- Problem description:
Which of the lines in the data mention the string "wire"? List them all.

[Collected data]
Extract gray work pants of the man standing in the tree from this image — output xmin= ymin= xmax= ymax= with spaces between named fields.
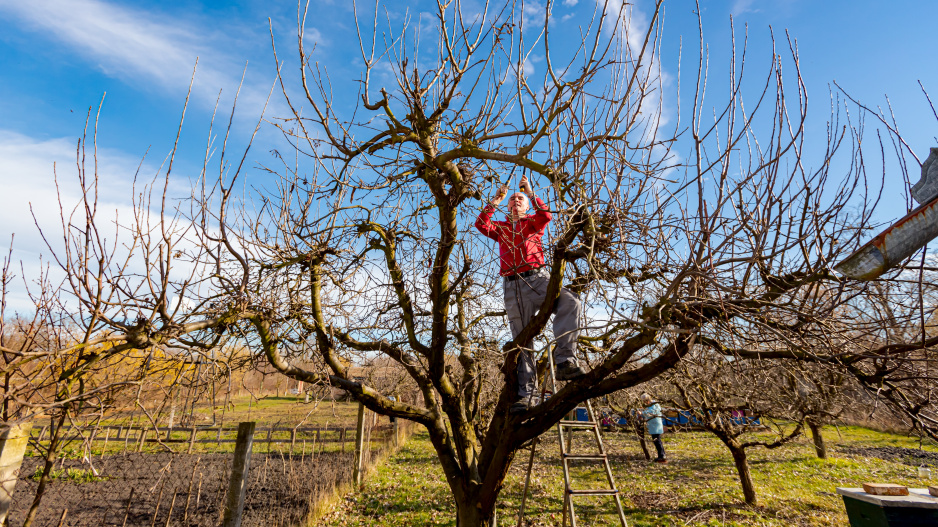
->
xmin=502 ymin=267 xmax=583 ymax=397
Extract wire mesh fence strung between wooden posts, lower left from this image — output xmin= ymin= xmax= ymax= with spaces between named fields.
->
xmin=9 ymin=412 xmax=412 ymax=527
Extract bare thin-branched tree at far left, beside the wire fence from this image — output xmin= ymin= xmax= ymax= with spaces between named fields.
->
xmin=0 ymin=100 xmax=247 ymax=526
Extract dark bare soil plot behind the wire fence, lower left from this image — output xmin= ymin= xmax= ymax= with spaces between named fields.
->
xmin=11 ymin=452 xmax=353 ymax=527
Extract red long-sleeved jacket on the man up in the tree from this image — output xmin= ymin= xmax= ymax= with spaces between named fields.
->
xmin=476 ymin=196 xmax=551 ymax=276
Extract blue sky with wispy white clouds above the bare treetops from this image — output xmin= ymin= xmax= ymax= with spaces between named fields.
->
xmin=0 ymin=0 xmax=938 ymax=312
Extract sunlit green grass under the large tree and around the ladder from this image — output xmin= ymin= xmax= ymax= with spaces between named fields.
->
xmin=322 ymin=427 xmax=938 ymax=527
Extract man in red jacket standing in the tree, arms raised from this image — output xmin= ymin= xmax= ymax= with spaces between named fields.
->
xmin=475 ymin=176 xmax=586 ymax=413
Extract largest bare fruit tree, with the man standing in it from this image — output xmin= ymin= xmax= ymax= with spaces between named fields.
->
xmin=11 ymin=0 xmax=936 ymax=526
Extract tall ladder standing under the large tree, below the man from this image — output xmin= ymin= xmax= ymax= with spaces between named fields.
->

--

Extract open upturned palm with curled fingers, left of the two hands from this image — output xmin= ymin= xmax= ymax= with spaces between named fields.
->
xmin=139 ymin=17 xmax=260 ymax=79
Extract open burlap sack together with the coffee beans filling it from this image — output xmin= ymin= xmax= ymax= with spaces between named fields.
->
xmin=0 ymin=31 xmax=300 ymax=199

...

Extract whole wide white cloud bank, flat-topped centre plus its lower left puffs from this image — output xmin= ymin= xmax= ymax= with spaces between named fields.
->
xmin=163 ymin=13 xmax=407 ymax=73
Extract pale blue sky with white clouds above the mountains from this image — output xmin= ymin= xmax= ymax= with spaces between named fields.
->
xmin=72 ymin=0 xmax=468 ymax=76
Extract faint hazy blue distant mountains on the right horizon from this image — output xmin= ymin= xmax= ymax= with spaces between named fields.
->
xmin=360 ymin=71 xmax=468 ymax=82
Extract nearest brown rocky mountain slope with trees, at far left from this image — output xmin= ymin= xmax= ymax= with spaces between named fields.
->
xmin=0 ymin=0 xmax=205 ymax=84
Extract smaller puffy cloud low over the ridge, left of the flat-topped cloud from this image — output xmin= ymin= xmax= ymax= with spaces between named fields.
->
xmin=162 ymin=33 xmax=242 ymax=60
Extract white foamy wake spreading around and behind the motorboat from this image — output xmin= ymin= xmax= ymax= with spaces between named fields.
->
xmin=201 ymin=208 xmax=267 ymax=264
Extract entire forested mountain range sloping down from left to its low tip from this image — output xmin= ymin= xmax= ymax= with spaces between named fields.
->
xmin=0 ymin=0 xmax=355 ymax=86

- Answer box:
Extract wire mesh fence strung between wooden posts, lower left from this image — output xmin= ymin= xmax= ymax= with spaces between named fields.
Extract bare thin-branched tree at far left, beside the wire fence from this image — output xmin= ymin= xmax= ymax= with spaces between named fields.
Extract dark bare soil plot behind the wire fence, lower left from this image — output xmin= ymin= xmax= ymax= with spaces between named fields.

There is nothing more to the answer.